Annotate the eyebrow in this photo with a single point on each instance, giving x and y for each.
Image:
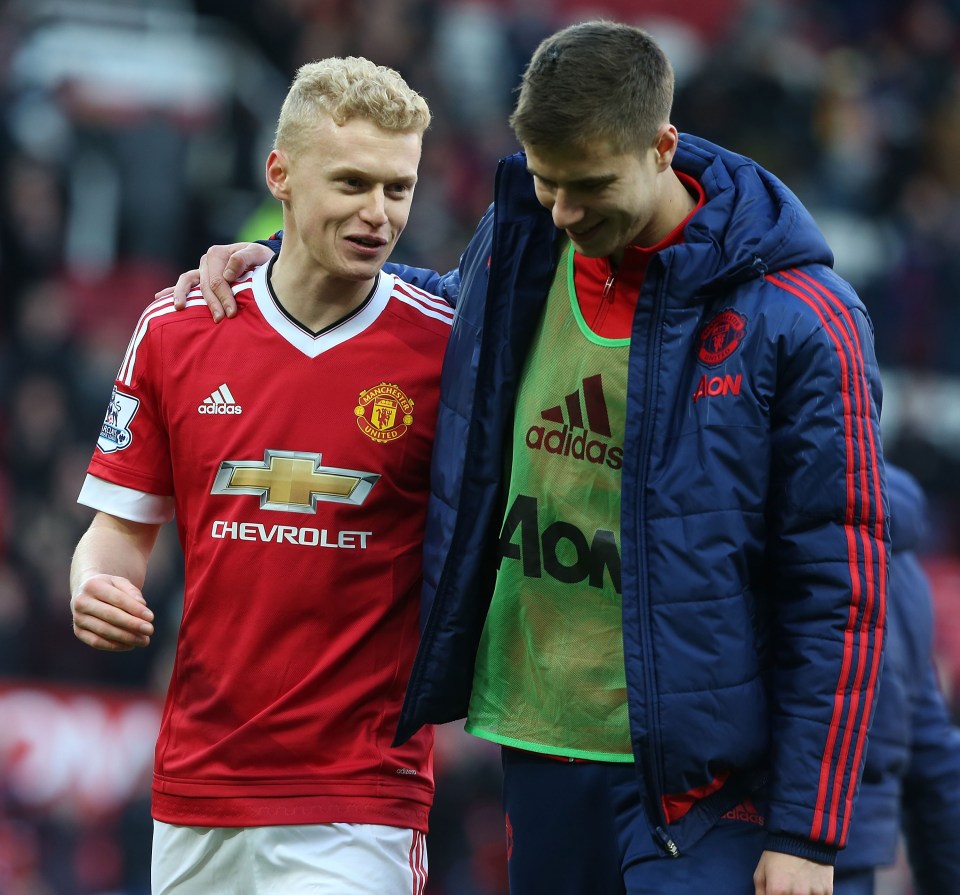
(583, 182)
(348, 171)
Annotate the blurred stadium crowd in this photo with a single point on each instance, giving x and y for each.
(132, 136)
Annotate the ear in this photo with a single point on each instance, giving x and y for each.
(665, 145)
(278, 174)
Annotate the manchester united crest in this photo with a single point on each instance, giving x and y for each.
(721, 337)
(384, 413)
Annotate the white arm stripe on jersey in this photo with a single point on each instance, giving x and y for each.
(157, 309)
(127, 503)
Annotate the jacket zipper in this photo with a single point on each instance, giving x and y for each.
(643, 464)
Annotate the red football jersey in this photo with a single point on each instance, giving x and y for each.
(298, 468)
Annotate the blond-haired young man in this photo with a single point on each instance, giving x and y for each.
(294, 450)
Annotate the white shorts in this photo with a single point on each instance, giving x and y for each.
(319, 859)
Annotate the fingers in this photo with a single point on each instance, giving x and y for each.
(109, 613)
(222, 266)
(185, 284)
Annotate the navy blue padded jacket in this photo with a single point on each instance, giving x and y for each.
(753, 528)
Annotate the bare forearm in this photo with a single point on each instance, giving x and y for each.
(106, 576)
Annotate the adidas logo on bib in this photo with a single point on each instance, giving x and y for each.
(220, 402)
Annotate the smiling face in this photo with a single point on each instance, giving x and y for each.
(603, 199)
(347, 195)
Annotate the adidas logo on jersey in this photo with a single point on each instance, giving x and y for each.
(566, 441)
(219, 402)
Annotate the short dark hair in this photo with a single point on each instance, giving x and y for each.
(594, 79)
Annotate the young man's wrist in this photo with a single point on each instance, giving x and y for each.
(801, 847)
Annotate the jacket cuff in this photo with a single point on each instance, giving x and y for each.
(802, 848)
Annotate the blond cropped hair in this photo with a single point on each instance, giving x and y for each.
(347, 88)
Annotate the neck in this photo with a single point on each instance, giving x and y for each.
(314, 298)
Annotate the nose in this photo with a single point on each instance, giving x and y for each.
(374, 210)
(566, 213)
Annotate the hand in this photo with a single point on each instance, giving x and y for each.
(782, 874)
(110, 613)
(221, 266)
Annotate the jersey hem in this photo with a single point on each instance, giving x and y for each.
(261, 811)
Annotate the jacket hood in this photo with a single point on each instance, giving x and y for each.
(908, 507)
(751, 224)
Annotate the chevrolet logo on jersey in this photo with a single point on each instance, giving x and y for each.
(293, 481)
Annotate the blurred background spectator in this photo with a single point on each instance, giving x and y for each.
(132, 136)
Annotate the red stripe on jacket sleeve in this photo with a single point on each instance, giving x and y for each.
(838, 323)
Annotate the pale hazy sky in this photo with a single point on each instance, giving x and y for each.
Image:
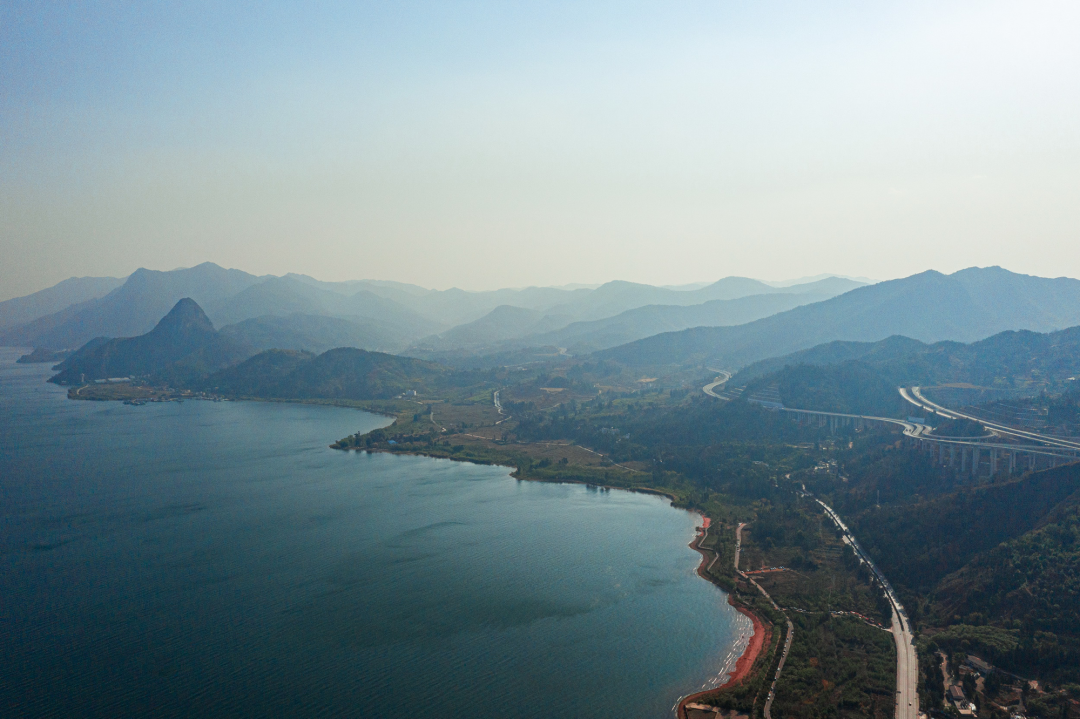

--------------------------------

[PROBLEM TO SOLVE] Rescale the data from the line containing "Annotate the jersey" through the end of the data, reproducing every one of those lines, requests included, with each x and y coordinate in the answers multiplied by 0.95 and rounded to a whole number, halves rounded up. Leave the pictures out of your reply.

[REPLY]
Annotate the jersey hem in this photo with a single point on each instance, giving x and y for each.
(248, 770)
Annotate the jacket hood in this photo with a single point on each instance, giving x and y for each.
(863, 482)
(713, 213)
Annotate the chevrolet logo on jersey in this photo with a single point on each instance, giving x and y for each.
(278, 457)
Annotate the blurred background spectator in this photo with a single point on each instance, giving x and y for each.
(125, 129)
Annotate the red stripe on jacket sleeve in this photo with a single point on each instance, giving x and y for each.
(796, 307)
Annotate the pale hazy sky in this photo with a single point on each instance, giving x and y for each.
Image:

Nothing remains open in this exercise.